### Given instruction 1
Summarize the forum post about the game room home theater in two sentences.
### Given instruction 2
Extend the forum post about the game room home theater, picking up right after its final sentence.

[start Quoted text]

# Tripplej Game Room / Home Theater



## tripplej

Hi guys,

I finally upgraded my home theater system after 13 long years! 

I initially had a Denon Receiver, Mitsubishi 55 inch Rear Pro TV, Toshiba DVD player (later replaced by Sony VCR/DVD Recorder RDR-VXD655), 5 Paradigm floor standing speakers + sub, Sony CD player, Sony Tape Deck and a bunch of other things I forgot now..

All have been donated to various charities except for the Mitsubishi TV which we will still use.. (moved to guest bedroom where the kids will make use of it).

In order for me to get the upgrade done and get my wife's blessing (WAF), I had to compromise a bit..

No floor standing speakers for the new 7 speakers so I had to go with in ceiling speakers. I am still using Paradigm but this time 7 in ceiling speakers + 2 subs. The 2 subs are floor standing but they are small and will be in the corners.

Furthermore, no TV in the living room so we are going to put the new 75 inch Samsung TV in the game room.
(The living room is now a conversation place where the TV will not distract -- or something to that affect)

The game room is a big rectangle 29' x 14'

Currently the room is being used as a "game room".. I have a pool table and a poker table.

To make it mix use so to speak to accommodate the "home theater" aspect, I will use the poker table chairs for seating.

[end Quoted text]
[start Excerpted records]

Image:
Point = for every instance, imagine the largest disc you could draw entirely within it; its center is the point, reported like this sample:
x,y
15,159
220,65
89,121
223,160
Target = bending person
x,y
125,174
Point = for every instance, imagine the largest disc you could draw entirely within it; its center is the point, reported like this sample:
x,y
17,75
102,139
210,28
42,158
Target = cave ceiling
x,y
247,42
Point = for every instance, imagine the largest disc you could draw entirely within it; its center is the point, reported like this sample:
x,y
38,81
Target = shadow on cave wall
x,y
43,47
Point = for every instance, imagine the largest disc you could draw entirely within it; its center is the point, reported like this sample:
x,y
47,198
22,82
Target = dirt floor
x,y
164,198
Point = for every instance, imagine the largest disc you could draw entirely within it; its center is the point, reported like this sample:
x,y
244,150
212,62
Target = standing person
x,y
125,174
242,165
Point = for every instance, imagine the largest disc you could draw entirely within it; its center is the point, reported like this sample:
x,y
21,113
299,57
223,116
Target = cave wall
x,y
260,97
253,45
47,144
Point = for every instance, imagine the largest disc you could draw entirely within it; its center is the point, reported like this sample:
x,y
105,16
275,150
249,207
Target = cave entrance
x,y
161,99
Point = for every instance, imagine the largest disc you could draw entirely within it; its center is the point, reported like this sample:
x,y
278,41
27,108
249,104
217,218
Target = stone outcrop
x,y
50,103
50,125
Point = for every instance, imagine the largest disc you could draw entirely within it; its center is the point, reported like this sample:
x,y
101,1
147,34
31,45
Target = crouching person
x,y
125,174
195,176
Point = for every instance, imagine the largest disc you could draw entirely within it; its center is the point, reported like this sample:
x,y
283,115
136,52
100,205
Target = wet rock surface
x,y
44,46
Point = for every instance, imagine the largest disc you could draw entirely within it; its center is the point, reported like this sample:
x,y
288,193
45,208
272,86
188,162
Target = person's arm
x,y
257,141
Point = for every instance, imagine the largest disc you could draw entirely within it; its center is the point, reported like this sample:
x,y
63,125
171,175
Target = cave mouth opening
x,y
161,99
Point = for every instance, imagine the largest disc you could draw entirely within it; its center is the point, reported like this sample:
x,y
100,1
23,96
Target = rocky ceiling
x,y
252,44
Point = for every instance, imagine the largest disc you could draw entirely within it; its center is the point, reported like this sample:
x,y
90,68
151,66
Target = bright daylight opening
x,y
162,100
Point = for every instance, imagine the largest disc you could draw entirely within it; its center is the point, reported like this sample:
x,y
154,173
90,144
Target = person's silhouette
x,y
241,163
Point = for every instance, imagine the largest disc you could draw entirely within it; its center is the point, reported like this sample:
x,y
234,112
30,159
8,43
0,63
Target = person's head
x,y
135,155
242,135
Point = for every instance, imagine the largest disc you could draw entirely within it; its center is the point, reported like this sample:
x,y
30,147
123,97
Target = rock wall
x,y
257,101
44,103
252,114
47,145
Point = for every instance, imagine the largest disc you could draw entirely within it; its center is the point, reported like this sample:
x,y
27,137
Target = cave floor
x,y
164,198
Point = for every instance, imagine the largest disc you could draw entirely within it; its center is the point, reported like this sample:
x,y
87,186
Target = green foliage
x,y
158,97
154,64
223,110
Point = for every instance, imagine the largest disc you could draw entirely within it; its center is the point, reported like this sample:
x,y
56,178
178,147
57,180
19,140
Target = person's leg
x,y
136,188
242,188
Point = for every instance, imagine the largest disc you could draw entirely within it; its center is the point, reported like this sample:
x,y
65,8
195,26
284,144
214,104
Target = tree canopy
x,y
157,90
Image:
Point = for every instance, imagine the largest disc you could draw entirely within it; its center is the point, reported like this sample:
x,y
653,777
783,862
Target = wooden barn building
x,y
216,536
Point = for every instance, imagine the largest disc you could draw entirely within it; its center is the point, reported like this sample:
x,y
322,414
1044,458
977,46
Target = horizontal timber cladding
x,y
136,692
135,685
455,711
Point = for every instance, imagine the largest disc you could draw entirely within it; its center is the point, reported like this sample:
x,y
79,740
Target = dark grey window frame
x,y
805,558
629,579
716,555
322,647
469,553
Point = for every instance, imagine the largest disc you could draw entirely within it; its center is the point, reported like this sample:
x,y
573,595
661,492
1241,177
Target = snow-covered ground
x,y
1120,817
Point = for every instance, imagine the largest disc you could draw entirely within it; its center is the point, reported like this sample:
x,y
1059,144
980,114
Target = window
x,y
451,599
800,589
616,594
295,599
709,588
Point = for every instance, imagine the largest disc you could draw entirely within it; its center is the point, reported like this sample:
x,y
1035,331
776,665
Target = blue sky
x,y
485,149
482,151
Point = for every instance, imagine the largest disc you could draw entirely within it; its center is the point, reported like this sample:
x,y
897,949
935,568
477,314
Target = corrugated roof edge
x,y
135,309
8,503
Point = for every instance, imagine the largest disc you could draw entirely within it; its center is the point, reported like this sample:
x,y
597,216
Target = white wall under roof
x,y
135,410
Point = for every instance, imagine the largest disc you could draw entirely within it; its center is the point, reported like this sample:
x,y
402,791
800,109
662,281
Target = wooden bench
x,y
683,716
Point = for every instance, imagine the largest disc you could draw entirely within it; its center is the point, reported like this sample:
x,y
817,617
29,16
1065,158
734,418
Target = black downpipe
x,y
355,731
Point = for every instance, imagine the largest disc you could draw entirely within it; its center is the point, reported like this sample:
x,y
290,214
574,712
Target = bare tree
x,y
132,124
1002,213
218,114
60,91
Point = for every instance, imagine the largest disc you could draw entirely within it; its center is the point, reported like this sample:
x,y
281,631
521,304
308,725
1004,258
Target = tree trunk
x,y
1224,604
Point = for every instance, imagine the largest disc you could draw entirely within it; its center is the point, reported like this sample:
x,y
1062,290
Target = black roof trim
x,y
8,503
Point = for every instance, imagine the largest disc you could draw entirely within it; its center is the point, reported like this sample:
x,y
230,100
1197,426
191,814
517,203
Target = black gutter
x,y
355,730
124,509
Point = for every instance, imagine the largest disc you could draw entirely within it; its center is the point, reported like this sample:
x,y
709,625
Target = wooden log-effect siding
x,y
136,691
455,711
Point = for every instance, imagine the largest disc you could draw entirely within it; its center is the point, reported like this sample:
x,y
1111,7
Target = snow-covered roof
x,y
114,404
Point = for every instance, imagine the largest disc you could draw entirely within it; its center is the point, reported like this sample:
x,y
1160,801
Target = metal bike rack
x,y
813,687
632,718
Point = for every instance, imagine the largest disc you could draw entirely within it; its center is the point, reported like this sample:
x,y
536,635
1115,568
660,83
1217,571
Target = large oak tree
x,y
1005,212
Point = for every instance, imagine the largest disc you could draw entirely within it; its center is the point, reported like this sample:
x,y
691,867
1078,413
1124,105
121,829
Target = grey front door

[end Excerpted records]

### Task result 1
After 13 years, the poster upgraded the home theater system, donating the old equipment to charities except the Mitsubishi TV, which moved to a guest bedroom for the kids. To win the wife's approval, the poster went with seven Paradigm in-ceiling speakers plus two small subs and put the new 75-inch Samsung TV in the 29' x 14' game room, which holds a pool table and a poker table whose chairs will serve as seating.

### Task result 2
I know not ideal but compromise was needed.

On one end (far left) will be the audio rack and the other side (far right) will be the tv hanging on the wall.

My audio rack is Bello AR-880 which was purchased 13 years ago when I did my first home theater.

The first picture attached is the rack.









Remotes, etc. on the top shelf.
PS4 on the second shelf
Oppo Blu Ray Player on third shelf
NAD T-777 Home Theater Receiver on fourth shelf
Panamax Surge Protection for all the equipment on fifth shelf.

The second picture attached is the side view of the tv.(Samsung UN75F8000 LED TV)









The third picture attached is the back view of the game room / home theater room









The fourth picture attached is the view of the sitting area. I have to use the poker table chairs.









Finally, the view of the tv (front) when sitting on the chair.









I have Paradigm 7.2 speakers. (2 subs and 7 in ceiling speakers).


----------



## dougc

Pool table?! I'm jealous. The game room looks really nice and way to go with the WAF.


----------



## tripplej

Thanks for the compliments. Yes, the pool (billiard) table is the one item in the house all guests play with..  even the ladies. 

It is over 10 years old but build like a rock. The guys who installed it brought it up in parts and they were at the house for half the day. Lot of work to put it all together.

and yes, making the wife happy was necessary to have the green light for the upgrade.. And to be honest, having floor speakers would have not been good anyways.. Just don't have the space.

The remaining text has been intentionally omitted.